* [Provided passage]:
======

IMHO we don't have to cater for mechanical teletypes any more.
This should have been sorted years ago, but there were commercial interests at play. I see MS has finally updated NotePad to read and write *nix and Mac files too.
Personally, we should have ditched <lf> years ago, along with autocorrect on phones - they always substitute something wrong when you're not looking
CR and LF are perfectly valid control characters with very specific actions so it is not their fault, don't blame them. It's the fault of all those that have misused them over these decades and left the mess behind. If I'm monitoring a value constantly in TAQOZ I need it to reuse the same line and overprint the old value rather than scrolling off the screen like crazy and making it hard to see the current value as well. If all terminals automatically went to a new line on a CR, how then could I keep the display on the same line.
Take this TAQOZ test code here
0 BEGIN CR DUP . 8 SPACES 1+ KEY UNTIL
This will continue to increment a value and display the result on the same line of the terminal. Just what I want and need.
Peter, the forth of 'C' is so strong, people do not want to understand the difference between CR and LF, even if most of them use IDEs helping with code indention by positioning the cursor in the same column in the next line when one hits enter.
Not at the beginning of the line. Very, very simple text-editors do just that.
But if /n means CRLF one can not position the cursor in the next line without changing the horizontal position.

======

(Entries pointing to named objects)
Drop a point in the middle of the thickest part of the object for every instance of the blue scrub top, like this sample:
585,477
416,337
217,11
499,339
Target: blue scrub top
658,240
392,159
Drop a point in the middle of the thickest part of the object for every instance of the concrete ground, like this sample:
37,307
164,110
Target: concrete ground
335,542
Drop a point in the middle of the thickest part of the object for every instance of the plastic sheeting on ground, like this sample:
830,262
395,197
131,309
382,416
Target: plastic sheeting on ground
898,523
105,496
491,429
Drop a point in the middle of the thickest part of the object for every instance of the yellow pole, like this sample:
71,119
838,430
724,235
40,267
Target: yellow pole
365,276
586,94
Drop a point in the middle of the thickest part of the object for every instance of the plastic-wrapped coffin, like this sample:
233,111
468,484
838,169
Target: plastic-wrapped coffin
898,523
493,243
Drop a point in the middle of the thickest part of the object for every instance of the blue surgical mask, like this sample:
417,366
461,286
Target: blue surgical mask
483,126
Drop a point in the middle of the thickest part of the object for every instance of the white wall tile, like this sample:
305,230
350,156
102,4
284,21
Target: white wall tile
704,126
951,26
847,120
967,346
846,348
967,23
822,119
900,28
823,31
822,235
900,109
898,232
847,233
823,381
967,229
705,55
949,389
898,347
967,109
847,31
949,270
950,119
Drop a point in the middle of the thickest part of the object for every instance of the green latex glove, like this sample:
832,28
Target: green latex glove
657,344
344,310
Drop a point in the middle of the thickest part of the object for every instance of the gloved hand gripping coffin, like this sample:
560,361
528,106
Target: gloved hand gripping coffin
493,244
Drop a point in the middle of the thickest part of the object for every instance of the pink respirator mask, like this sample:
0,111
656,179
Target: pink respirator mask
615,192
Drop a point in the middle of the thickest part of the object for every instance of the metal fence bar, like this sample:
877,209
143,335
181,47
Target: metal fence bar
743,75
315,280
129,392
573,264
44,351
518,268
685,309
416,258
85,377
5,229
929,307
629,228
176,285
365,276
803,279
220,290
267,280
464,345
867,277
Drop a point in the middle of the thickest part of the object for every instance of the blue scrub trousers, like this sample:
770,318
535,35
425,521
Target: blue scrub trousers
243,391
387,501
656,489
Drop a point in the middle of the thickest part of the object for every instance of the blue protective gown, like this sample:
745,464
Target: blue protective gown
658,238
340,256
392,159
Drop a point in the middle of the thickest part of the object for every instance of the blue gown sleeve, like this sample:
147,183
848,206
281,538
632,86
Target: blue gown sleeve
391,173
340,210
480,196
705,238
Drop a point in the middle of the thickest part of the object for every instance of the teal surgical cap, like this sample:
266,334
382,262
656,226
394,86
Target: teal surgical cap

======

* [Brief]: From the TAQOZ test code line in the forum thread above, list every word written entirely in capital letters, in the order they appear.

* [The output]: BEGIN, CR, DUP, SPACES, KEY, UNTIL